(Data listing)
Start
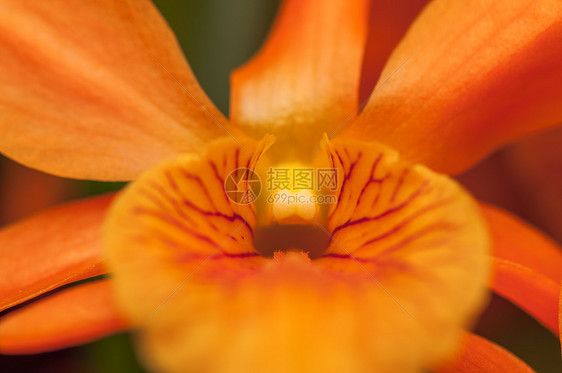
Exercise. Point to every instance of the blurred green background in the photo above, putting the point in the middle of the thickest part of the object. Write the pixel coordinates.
(217, 36)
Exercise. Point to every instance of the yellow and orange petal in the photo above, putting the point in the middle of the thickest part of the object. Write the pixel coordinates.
(388, 22)
(306, 78)
(71, 317)
(478, 75)
(185, 268)
(97, 89)
(51, 249)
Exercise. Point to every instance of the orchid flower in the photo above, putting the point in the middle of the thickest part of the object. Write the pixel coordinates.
(100, 90)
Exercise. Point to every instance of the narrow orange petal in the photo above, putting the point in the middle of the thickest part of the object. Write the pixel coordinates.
(560, 315)
(306, 77)
(388, 23)
(528, 266)
(74, 316)
(518, 242)
(418, 234)
(481, 355)
(468, 77)
(535, 294)
(53, 248)
(96, 89)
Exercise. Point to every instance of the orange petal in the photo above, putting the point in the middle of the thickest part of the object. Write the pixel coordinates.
(560, 315)
(416, 231)
(388, 23)
(528, 266)
(518, 242)
(96, 89)
(306, 77)
(480, 355)
(535, 294)
(74, 316)
(478, 75)
(53, 248)
(185, 269)
(178, 215)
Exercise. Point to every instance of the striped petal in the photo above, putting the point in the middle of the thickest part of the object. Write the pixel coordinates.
(468, 77)
(74, 316)
(480, 355)
(53, 248)
(186, 270)
(305, 80)
(96, 89)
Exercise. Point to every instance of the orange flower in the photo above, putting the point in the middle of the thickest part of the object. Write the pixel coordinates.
(408, 255)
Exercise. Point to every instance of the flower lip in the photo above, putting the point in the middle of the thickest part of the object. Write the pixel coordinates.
(281, 237)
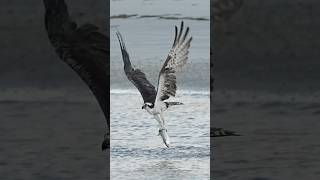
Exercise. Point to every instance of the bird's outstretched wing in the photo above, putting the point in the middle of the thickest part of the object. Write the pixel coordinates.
(177, 57)
(136, 76)
(83, 48)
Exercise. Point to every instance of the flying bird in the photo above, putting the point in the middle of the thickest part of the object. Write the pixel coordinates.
(84, 49)
(155, 100)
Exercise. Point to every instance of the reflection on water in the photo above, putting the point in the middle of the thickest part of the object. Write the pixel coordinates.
(137, 150)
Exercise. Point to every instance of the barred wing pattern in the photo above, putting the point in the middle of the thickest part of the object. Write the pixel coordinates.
(136, 76)
(177, 57)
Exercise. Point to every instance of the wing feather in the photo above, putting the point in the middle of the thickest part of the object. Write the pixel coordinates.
(136, 76)
(83, 48)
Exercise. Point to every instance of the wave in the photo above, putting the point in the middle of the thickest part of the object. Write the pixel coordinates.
(163, 16)
(180, 92)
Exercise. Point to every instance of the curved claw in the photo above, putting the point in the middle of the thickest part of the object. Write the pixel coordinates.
(165, 137)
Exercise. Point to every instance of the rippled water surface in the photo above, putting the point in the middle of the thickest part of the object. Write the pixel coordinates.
(138, 151)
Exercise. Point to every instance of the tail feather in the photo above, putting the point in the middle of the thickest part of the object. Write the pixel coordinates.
(173, 103)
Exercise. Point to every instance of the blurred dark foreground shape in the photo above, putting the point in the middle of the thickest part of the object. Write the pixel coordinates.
(84, 49)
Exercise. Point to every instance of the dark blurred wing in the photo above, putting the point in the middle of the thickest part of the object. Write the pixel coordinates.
(136, 76)
(219, 132)
(225, 9)
(177, 57)
(84, 49)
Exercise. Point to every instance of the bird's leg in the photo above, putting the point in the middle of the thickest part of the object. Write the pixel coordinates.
(162, 129)
(160, 121)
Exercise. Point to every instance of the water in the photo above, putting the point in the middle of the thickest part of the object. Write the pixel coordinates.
(137, 150)
(135, 147)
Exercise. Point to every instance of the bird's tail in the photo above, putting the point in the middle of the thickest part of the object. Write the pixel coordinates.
(168, 104)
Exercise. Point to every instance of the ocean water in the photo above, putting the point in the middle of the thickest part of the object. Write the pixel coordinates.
(138, 151)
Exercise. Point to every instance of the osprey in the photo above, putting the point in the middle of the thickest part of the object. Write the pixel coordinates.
(154, 100)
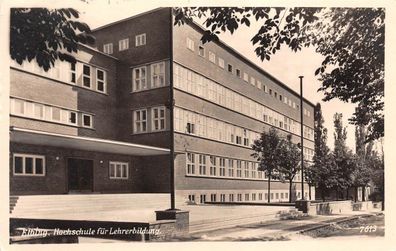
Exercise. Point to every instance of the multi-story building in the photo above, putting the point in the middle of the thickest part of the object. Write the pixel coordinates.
(111, 112)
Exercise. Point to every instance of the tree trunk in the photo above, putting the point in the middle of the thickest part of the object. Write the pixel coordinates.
(269, 188)
(363, 193)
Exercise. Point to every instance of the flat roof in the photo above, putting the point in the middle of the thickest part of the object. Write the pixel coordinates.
(219, 42)
(27, 136)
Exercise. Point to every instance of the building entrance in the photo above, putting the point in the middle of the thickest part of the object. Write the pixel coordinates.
(80, 175)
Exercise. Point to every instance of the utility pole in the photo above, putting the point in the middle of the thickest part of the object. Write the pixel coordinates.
(302, 138)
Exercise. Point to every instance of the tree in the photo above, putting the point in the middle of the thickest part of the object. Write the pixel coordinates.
(46, 35)
(343, 157)
(310, 176)
(267, 152)
(289, 161)
(322, 170)
(350, 39)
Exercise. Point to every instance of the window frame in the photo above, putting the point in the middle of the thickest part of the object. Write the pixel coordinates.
(24, 156)
(152, 75)
(82, 120)
(139, 121)
(104, 80)
(140, 40)
(111, 162)
(108, 48)
(134, 79)
(159, 119)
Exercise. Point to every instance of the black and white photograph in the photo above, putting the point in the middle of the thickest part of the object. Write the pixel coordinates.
(130, 122)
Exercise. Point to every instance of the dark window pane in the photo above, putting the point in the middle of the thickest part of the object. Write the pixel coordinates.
(39, 166)
(18, 165)
(100, 75)
(87, 120)
(87, 70)
(28, 165)
(87, 82)
(73, 117)
(100, 86)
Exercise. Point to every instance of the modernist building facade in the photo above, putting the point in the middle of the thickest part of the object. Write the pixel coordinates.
(111, 111)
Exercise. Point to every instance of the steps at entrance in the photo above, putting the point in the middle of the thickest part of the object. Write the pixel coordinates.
(13, 202)
(70, 204)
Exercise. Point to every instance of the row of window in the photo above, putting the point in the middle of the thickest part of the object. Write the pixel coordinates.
(80, 74)
(30, 109)
(214, 166)
(157, 77)
(34, 165)
(158, 119)
(189, 122)
(205, 88)
(240, 197)
(238, 73)
(123, 44)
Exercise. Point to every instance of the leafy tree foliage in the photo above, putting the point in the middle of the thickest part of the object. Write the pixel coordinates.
(46, 35)
(350, 39)
(289, 161)
(267, 151)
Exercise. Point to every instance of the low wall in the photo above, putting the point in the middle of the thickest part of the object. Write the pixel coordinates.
(331, 207)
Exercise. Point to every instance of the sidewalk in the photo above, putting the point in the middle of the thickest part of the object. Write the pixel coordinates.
(274, 229)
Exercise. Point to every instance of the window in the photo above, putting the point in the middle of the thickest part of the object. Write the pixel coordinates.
(202, 164)
(87, 76)
(212, 57)
(230, 168)
(247, 196)
(252, 81)
(140, 118)
(108, 48)
(158, 118)
(158, 74)
(201, 51)
(140, 39)
(212, 165)
(100, 80)
(73, 73)
(221, 63)
(222, 166)
(239, 169)
(190, 128)
(229, 68)
(123, 44)
(238, 73)
(245, 77)
(213, 197)
(202, 198)
(191, 198)
(139, 79)
(190, 44)
(27, 164)
(190, 163)
(118, 170)
(87, 120)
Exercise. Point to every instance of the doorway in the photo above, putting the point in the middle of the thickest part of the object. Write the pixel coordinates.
(80, 175)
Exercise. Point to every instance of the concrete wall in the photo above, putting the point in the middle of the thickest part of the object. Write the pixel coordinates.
(144, 175)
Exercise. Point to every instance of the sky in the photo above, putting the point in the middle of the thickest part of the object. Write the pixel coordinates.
(285, 65)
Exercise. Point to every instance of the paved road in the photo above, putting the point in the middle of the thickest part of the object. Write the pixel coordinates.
(284, 229)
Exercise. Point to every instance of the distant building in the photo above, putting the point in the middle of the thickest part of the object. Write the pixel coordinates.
(104, 124)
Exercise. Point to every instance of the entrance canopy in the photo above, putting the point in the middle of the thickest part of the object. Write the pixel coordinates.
(34, 137)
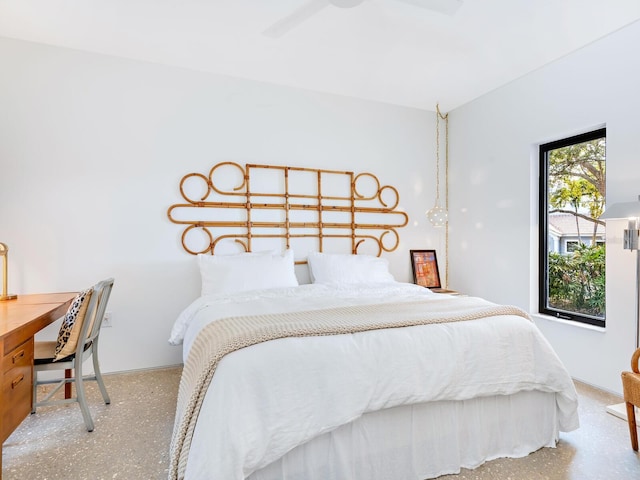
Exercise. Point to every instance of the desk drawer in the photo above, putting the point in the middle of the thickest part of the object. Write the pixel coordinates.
(17, 378)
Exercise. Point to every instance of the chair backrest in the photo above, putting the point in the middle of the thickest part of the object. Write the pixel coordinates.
(95, 313)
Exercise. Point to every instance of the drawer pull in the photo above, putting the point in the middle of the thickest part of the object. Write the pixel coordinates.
(17, 381)
(18, 356)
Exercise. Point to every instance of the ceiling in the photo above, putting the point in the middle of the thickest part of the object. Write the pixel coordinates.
(383, 50)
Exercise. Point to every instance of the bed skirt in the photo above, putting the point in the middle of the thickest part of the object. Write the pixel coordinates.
(417, 442)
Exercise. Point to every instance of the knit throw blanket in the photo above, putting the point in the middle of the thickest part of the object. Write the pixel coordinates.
(230, 334)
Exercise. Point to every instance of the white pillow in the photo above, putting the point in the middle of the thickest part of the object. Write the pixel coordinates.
End
## Work instructions
Beginning at the line containing "Exercise. Point to every instance of the distant" and continuing to the end of the data listing, rewrite those lines with "photo" replaced by "image" and everything else left the same. Omit the pictures from your answer.

## The response
Exercise. Point to every instance of the distant building in the image above, putting the point in the middle of the thickest part of the object. Write the pixel coordinates.
(104, 124)
Exercise. Point to every instance of the entrance canopy in the image above, putting the point in the middle of the thickest part of the object. Write the pixel coordinates.
(34, 137)
Exercise. Point to every instance of the desk drawer in the image above, putting the point in the middle of the thickest part of the object. Write the pixel coordinates.
(17, 378)
Exercise. Point to every instance of the chair backrest in the image above, putting the point in the middle of the thickest part of the object. Write the pixel coordinates.
(95, 313)
Exercise. Point to every instance of the drawer pull in the image above, putting the point in the middle of the thickest part of the object. Write the pixel coordinates.
(17, 381)
(18, 356)
Exercise. Point to every instance of the ceiling in the image above, putting the point in the middle of the thickest part of the object. Write the pixel coordinates.
(383, 50)
Exercise. Point to every instance of the bed skirt in the image above, putting the point in the middle of the thickest part of the object. Write the pixel coordinates.
(417, 442)
Exercise. Point to every instance of the knit throw blanket in the image above, putting the point in the middle of the thickest part of the object. Write the pixel coordinates.
(230, 334)
Exercise. Point to every instance of the white pillow in the image above, putting the point in the middle of the thickest part of the object. Write the pixel coordinates.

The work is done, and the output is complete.